:: Brano scelto ::

Quante cose si possono fare con le scorze degli agrumi? Davvero tante.
Le si possono trasformare in canditi, usarle in pasticceria per torte e bigné, in cucina per marinare per esempio il pollo, per farci delle tisane oppure anche delle profumate candele.
In realtà, dal riciclo delle scorze degli agrumi, si può ricavare anche qualcosa in più: degli abiti di alta moda.
A produrre tessuti dagli scarti degli agrumi sono le donne di una start up tutta al femminile e con sede a Catania.
Sono in grado di dar vita a una fibra simile al cotone e di trasformare quindi un rifiuto in una vera e propria risorsa.
L’idea di valorizzare un prodotto della loro terra è di due giovani donne siciliane conosciutesi all’università di Milano: Adriana Santanocito ed Erica Arena.
Le comuni passioni per la moda e per l’ambiente sono così confluite in un recupero innovativo delle bucce di arance e nel loro riutilizzo in uno speciale filato.
L’attenzione delle grandi firme
Quello che comunemente viene chiamato “pastazzo” e che solitamente si usa come concime organico o per l’alimentazione del bestiame, viene così lavorato, ricavandovi una cellulosa che può essere filata.
Da qui, creazioni molto leggere ma di altissima qualità, tanto che uno dei marchi icona della moda italiana nel mondo, Salvatore Ferragamo ha sviluppato una collaborazione con la start up: la Ferragamo Orange Fiber Collection.

:::

-- Obiettivi --
A. Le affermazioni seguenti concordano con il brano? Per ciascuna rispondi sì o no, citando alla lettera le parole del brano che lo decidono. (i) La start up ha sede a Milano. (ii) Il pastazzo di solito si usa come concime organico o per nutrire il bestiame. (iii) Adriana Santanocito ed Erica Arena si sono conosciute all’università di Milano.
B. Estrai dal brano, senza alcuna modifica, il passo che comincia con le parole "Sono in grado" e si ferma dopo "uno speciale filato.".

:: Materiale fornito ::

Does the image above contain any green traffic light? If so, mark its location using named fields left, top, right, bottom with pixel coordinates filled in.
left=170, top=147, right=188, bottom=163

:::

-- Risposte agli esercizi --
A.
(i) No: «con sede a Catania».
(ii) Sì: «solitamente si usa come concime organico o per l’alimentazione del bestiame».
(iii) Sì: «conosciutesi all’università di Milano».

B.
Sono in grado di dar vita a una fibra simile al cotone e di trasformare quindi un rifiuto in una vera e propria risorsa.
L’idea di valorizzare un prodotto della loro terra è di due giovani donne siciliane conosciutesi all’università di Milano: Adriana Santanocito ed Erica Arena.
Le comuni passioni per la moda e per l’ambiente sono così confluite in un recupero innovativo delle bucce di arance e nel loro riutilizzo in uno speciale filato.